**The task**
Pick out every line below that contains the string "detection", and copy each one in full. Count only matches in the same letter case.
-.-.-
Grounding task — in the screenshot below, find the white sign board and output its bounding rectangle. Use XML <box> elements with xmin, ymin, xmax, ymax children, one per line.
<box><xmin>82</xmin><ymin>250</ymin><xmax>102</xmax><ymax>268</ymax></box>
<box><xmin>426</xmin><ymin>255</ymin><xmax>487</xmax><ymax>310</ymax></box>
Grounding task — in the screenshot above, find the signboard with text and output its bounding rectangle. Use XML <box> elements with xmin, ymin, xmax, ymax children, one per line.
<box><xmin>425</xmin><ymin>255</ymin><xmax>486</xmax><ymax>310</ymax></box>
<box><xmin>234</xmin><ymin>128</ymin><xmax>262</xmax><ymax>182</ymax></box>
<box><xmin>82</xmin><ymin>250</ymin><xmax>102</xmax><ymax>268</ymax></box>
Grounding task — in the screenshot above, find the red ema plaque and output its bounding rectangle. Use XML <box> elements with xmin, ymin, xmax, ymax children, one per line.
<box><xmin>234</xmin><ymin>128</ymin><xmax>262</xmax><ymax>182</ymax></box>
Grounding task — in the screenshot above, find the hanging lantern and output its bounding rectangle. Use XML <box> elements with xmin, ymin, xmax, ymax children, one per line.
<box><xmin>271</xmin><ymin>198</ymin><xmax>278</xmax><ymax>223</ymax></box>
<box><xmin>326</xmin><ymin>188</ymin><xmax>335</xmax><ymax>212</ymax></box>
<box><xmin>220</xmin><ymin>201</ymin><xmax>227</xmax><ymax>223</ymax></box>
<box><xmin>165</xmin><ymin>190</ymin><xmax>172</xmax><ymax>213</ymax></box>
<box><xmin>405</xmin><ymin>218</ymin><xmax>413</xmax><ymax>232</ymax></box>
-.-.-
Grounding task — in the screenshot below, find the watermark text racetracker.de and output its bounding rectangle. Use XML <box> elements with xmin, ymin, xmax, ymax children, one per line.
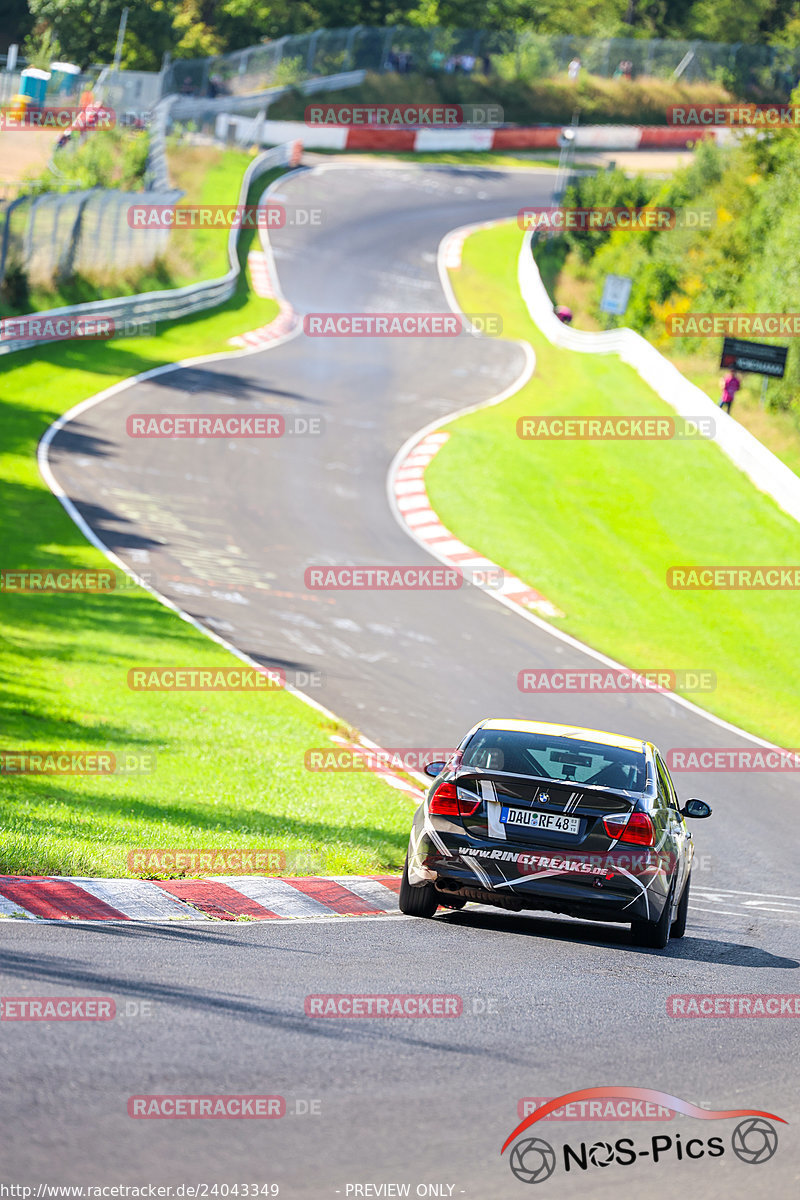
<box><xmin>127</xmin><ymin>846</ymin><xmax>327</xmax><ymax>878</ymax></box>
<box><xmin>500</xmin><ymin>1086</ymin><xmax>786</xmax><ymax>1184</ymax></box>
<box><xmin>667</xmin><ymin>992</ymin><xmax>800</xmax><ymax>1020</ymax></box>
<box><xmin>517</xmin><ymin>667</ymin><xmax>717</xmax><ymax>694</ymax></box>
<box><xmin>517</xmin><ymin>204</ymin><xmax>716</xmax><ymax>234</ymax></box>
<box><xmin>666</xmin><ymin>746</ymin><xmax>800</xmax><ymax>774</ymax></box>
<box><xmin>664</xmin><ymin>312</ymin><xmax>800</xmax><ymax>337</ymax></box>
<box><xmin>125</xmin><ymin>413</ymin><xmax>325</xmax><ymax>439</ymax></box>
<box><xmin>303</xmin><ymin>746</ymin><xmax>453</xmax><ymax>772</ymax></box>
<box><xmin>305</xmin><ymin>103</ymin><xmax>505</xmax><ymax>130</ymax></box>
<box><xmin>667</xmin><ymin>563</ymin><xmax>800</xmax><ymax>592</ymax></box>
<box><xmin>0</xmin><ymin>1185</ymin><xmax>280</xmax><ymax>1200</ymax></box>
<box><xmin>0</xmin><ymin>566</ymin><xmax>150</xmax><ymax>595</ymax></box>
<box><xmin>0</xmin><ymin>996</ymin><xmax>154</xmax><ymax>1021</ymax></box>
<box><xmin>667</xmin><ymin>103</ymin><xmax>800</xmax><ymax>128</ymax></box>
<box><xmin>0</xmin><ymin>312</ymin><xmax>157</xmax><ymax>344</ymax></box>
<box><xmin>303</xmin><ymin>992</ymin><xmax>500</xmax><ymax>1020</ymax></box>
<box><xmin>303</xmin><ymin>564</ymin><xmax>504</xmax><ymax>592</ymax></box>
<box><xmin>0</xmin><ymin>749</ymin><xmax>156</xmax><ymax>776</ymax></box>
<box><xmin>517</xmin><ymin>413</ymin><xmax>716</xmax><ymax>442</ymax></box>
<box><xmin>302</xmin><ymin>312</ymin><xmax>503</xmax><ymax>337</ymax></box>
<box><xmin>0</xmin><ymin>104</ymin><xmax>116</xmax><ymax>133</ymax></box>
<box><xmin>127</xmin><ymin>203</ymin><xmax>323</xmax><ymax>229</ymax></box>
-.-.-
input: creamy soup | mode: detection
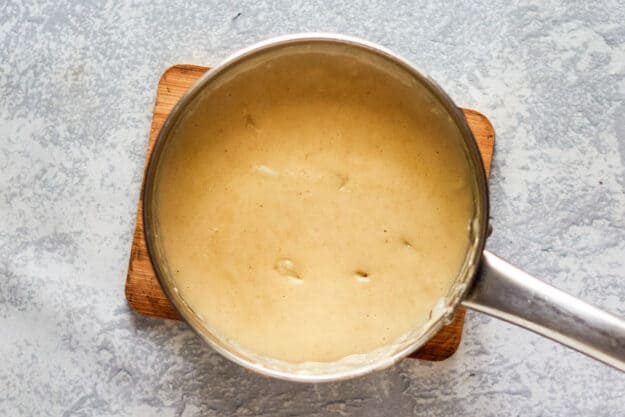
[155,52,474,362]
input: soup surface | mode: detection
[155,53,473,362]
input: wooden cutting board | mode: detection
-.-.-
**Result of the task**
input: creamy soup | mode: detection
input: soup surface | mode: detection
input: wooden cutting board | mode: detection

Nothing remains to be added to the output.